Modifiez ces lignes en remplaçant « Positions » par « Coordinates » dans toutes les données, sans rien changer d'autre.

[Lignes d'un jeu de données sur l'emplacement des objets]
┌──
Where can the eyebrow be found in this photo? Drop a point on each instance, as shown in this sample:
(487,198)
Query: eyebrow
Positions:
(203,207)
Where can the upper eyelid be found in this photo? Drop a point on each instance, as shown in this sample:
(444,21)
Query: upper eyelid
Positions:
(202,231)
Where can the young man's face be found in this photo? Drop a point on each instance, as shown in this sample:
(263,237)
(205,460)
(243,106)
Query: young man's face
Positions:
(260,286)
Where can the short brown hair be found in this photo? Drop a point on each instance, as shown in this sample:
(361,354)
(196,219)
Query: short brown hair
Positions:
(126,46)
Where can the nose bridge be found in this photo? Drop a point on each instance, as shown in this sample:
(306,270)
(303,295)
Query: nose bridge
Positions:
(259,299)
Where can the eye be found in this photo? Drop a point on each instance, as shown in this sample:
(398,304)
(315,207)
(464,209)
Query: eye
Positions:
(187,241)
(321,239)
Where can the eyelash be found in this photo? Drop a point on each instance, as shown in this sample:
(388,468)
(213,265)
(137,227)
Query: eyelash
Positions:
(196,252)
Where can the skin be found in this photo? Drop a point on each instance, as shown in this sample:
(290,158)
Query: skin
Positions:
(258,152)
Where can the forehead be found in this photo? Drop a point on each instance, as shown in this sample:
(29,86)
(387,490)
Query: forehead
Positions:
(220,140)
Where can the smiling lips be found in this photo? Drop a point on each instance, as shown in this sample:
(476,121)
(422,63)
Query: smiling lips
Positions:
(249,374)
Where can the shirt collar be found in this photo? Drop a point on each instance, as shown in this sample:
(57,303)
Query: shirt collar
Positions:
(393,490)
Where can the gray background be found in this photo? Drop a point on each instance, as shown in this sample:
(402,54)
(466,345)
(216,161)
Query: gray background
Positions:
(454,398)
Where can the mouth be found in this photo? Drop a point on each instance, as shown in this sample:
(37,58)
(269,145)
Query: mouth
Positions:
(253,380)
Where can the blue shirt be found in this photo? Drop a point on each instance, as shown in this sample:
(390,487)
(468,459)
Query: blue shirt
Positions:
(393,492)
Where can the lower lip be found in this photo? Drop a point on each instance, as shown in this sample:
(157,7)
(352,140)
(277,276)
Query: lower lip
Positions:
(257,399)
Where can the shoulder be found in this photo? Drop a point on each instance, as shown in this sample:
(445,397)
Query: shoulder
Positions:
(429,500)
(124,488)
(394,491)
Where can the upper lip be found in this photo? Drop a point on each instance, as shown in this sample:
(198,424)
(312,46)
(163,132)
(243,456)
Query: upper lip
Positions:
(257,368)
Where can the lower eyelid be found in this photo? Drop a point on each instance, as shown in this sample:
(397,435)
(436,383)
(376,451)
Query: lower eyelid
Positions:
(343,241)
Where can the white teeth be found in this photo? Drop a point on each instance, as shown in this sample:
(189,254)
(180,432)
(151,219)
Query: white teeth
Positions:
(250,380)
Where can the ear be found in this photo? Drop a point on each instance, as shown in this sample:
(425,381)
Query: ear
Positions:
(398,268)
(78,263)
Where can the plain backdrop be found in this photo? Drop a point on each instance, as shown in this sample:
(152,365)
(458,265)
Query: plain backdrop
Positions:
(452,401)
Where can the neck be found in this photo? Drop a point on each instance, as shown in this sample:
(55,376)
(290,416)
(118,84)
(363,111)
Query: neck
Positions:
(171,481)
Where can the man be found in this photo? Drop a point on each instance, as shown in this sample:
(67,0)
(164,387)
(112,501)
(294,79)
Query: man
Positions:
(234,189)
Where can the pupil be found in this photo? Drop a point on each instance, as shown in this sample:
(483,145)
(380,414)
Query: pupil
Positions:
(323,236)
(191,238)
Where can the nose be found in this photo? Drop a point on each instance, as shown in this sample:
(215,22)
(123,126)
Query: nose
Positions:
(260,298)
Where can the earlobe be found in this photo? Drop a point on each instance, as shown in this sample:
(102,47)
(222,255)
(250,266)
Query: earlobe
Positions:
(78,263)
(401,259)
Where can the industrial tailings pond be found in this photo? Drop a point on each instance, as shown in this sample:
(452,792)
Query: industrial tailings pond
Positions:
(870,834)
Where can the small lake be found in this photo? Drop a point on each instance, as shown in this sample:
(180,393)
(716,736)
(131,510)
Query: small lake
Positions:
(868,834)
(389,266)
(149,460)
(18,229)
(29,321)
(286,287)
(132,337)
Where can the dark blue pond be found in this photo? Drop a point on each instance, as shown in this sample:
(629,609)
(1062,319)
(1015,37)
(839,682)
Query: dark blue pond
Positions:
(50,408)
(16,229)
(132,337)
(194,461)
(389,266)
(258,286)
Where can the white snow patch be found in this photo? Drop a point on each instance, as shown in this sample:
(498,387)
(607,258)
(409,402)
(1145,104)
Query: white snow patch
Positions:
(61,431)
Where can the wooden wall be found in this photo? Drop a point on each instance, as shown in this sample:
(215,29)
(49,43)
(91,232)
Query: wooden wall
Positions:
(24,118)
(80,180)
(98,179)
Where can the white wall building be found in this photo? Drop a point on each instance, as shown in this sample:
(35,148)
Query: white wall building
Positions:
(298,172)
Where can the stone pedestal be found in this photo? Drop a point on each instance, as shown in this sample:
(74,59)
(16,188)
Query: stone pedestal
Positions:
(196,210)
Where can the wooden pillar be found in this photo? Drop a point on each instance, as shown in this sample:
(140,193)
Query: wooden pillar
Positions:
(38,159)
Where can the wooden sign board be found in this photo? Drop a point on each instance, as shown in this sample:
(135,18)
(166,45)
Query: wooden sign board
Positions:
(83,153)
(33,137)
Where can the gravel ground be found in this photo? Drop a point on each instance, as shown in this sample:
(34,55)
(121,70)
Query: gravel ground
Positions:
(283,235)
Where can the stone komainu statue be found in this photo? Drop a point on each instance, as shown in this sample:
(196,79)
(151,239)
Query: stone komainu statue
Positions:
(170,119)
└──
• [Corrigé]:
Where can the eyebrow be found in this photo? Drop a point on each instance, as shown in this sample:
(487,198)
Query: eyebrow
Coordinates:
(203,207)
Where can the upper eyelid be found in this photo? Drop a point on each instance, as shown in this sample:
(444,21)
Query: upper eyelid
Coordinates:
(202,231)
Where can the young man's face be found in this photo? Drop a point on each instance, as shown in this sample:
(263,237)
(205,460)
(243,106)
Query: young man's face
Coordinates:
(260,286)
Where can the short brown hair be found in this photo? Drop a point on each instance, as shown in this sample:
(361,354)
(196,219)
Query: short brown hair
Coordinates:
(126,46)
Where can the nose bridge be found in this photo? Drop a point on each instance, as shown in this sample:
(306,270)
(303,295)
Query: nose bridge
Coordinates:
(259,299)
Where can the eye be found in this photo? Drop a point on each instance, as shown in this sample:
(398,304)
(315,207)
(464,209)
Query: eye
Coordinates:
(187,241)
(321,239)
Where can the eyelash be found in this photo? Drop a point on each instance, as shown in this sample:
(388,468)
(213,265)
(137,227)
Query: eyelash
Coordinates:
(196,252)
Where can the skin be found in this photo? Drop a point on each instance, as shown in this sample:
(290,158)
Query: skin
Coordinates:
(258,152)
Where can the forehead be found in this photo? Drop a point on each instance, as shown in this sample:
(29,86)
(387,490)
Query: forehead
Coordinates:
(220,140)
Where can the smiling lips be found in this photo? Drop a point on each instance, as shown in this sample:
(476,121)
(422,63)
Query: smiling lips
Coordinates:
(249,374)
Where can the shirt collar be found in this photo? Drop a point on each instance, as shown in this sample:
(57,303)
Query: shirt collar
Coordinates:
(393,490)
Where can the gray background be found in this photo? Drop a point on each instance, as shown in this sample:
(402,54)
(466,345)
(216,161)
Query: gray background
Coordinates:
(454,398)
Where can the mouth be found in this photo? Drop a point on each instance, as shown in this sample:
(37,58)
(269,145)
Query: mouth
Coordinates:
(253,380)
Where can the blue shirt be found in this photo? Drop a point on each instance, as shown in this sample:
(390,487)
(468,459)
Query: blue shirt
Coordinates:
(393,492)
Where can the lower lip be found in this photo? Drop a point on each instance, as shown in this sample:
(157,7)
(352,140)
(277,276)
Query: lower lip
Coordinates:
(257,399)
Where can the shoulder be found in this photo? Drop a point on each instance, as shown in this sample:
(445,397)
Query: shoulder
Coordinates:
(429,500)
(124,488)
(394,491)
Where can the upper lip be found in this photo? Drop a point on each instance, as shown in this sample:
(198,424)
(312,46)
(163,132)
(243,456)
Query: upper lip
Coordinates:
(257,368)
Where can the lower eyelid be found in this photo? Drop a point on each instance, as shown in this sample:
(397,435)
(436,383)
(376,451)
Query: lower eyelid
Coordinates:
(343,241)
Where can the white teeth be found in this photo? Drop a point on each instance, as shown in this sample:
(189,254)
(180,432)
(151,219)
Query: white teeth
Coordinates:
(250,380)
Where can the ear be found in this photo? Drop a point on each instance, as shown in this sample:
(425,381)
Query: ear
Coordinates:
(398,268)
(78,263)
Where can the plain backdrop be found in this photo? Drop a point on each instance, as shown in this sample:
(152,365)
(458,265)
Query: plain backdrop
Coordinates:
(452,401)
Where can the neck be found in this photo? Drop a point on each instance, as shown in this sample:
(55,376)
(290,416)
(118,84)
(363,111)
Query: neck
Coordinates:
(171,481)
Where can the man be found in this photo? Drop a point on each instance, as shown in this sample:
(67,0)
(164,387)
(112,501)
(294,79)
Query: man
Coordinates:
(234,189)
Where can the pupil be found in this photo? Drop a point on each instance, as shown in this sample:
(483,145)
(380,414)
Query: pupil
Coordinates:
(323,236)
(191,238)
Where can the nose be found in this photo? Drop a point on each instance, as shown in this sample:
(215,22)
(123,126)
Query: nose
Coordinates:
(260,298)
Where can the earlobe be found in this photo? Drop a point on each instance, as shown in this sample:
(102,47)
(222,255)
(250,266)
Query: earlobe
Coordinates:
(78,263)
(401,259)
Where can the industrial tailings pond be found in this photo? Drop a point on each instance, as shown in this sample:
(452,792)
Query: industrial tailings pond
Coordinates:
(870,834)
Where can the small lake be found in this photo? Drop a point on each instance, as shown in this sample:
(180,393)
(716,736)
(131,510)
Query: small lake
Coordinates:
(868,834)
(389,266)
(149,460)
(18,229)
(29,321)
(286,287)
(132,337)
Where can the dark blue pond be found in this photo? Drop a point on each instance, as shown in this sample:
(629,609)
(1062,319)
(1015,37)
(839,682)
Query: dark blue pond
Coordinates:
(50,408)
(16,229)
(132,337)
(194,461)
(389,266)
(258,286)
Where can the white snow patch be found in this photo? Drop a point on each instance, as shown in this sample:
(498,387)
(607,258)
(409,402)
(1145,104)
Query: white snow patch
Coordinates:
(61,431)
Where can the wooden wall be found in this photo? Drop a point on each instance, as shown in this sample:
(215,29)
(49,43)
(91,232)
Query: wooden wall
Coordinates:
(24,118)
(80,180)
(98,179)
Where can the white wall building be found in this photo? Drop a point on each instance, as shown in this sample:
(35,148)
Query: white wall building
Coordinates:
(298,172)
Where can the stone pedestal be found in this photo? Drop a point on each instance, as shown in this sample:
(74,59)
(16,188)
Query: stone pedestal
Coordinates:
(196,210)
Where can the wooden pillar be found in this photo? Drop a point on each instance, as shown in this sample:
(140,193)
Query: wooden pillar
Coordinates:
(38,159)
Where can the wooden sign board be found in this photo? Drop a point on each instance, as shown in this sample:
(135,18)
(166,45)
Query: wooden sign board
Coordinates:
(83,153)
(33,137)
Where can the gravel ground be found in this photo? Drop a point on each instance, as shown in this sample:
(34,55)
(121,70)
Query: gravel ground
Coordinates:
(283,235)
Where can the stone komainu statue be found in this photo? Drop a point on each instance, as shown in this sample:
(196,79)
(151,239)
Query: stone komainu statue
Coordinates:
(170,119)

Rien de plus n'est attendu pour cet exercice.